Problem statement: Which lines in the entries below contain the word "center"? Return each such line in full, matching case exactly.

Data supplied:
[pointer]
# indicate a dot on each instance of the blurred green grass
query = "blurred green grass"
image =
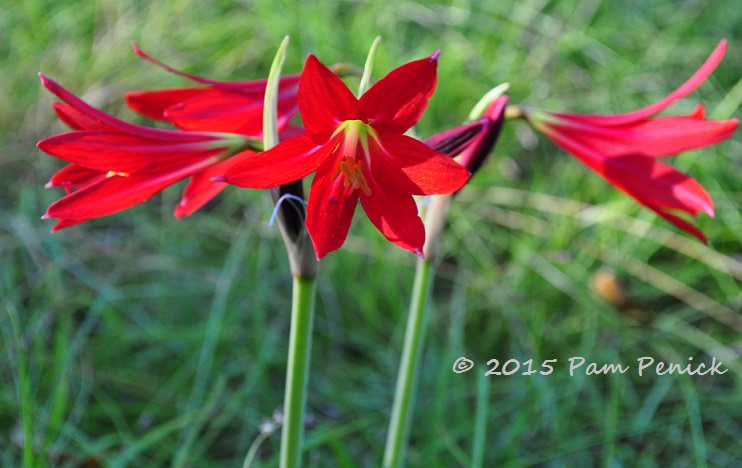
(138, 340)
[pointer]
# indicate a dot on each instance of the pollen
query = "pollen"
(352, 172)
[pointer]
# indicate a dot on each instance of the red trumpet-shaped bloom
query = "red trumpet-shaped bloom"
(219, 106)
(360, 152)
(115, 165)
(624, 148)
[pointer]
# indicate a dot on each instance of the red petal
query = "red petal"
(290, 161)
(72, 177)
(77, 120)
(397, 101)
(652, 183)
(123, 153)
(107, 196)
(423, 170)
(324, 100)
(396, 216)
(226, 111)
(152, 104)
(658, 137)
(330, 210)
(91, 113)
(686, 88)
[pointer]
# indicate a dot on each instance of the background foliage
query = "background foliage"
(140, 340)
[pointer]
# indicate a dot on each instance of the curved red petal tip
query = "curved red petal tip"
(44, 80)
(137, 50)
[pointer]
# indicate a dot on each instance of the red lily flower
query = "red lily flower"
(359, 150)
(115, 165)
(624, 148)
(221, 106)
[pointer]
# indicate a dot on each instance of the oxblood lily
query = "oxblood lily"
(359, 150)
(221, 106)
(623, 148)
(115, 164)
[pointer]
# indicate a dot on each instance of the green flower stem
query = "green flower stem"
(407, 377)
(297, 371)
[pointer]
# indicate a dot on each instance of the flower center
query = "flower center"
(356, 157)
(352, 172)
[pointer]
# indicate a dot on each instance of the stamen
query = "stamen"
(352, 172)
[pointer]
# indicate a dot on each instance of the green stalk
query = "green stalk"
(407, 377)
(297, 371)
(23, 389)
(304, 270)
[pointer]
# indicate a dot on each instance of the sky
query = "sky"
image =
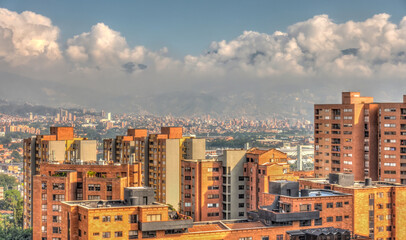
(220, 56)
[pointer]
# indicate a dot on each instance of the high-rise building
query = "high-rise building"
(261, 167)
(201, 189)
(59, 167)
(378, 207)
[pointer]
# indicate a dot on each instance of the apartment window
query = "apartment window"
(133, 234)
(58, 197)
(133, 218)
(93, 197)
(212, 205)
(58, 186)
(56, 219)
(56, 208)
(153, 217)
(213, 196)
(305, 207)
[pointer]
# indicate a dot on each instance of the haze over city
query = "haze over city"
(185, 58)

Written solution:
# indicate a dot on each instance of the flower center
query = "flower center"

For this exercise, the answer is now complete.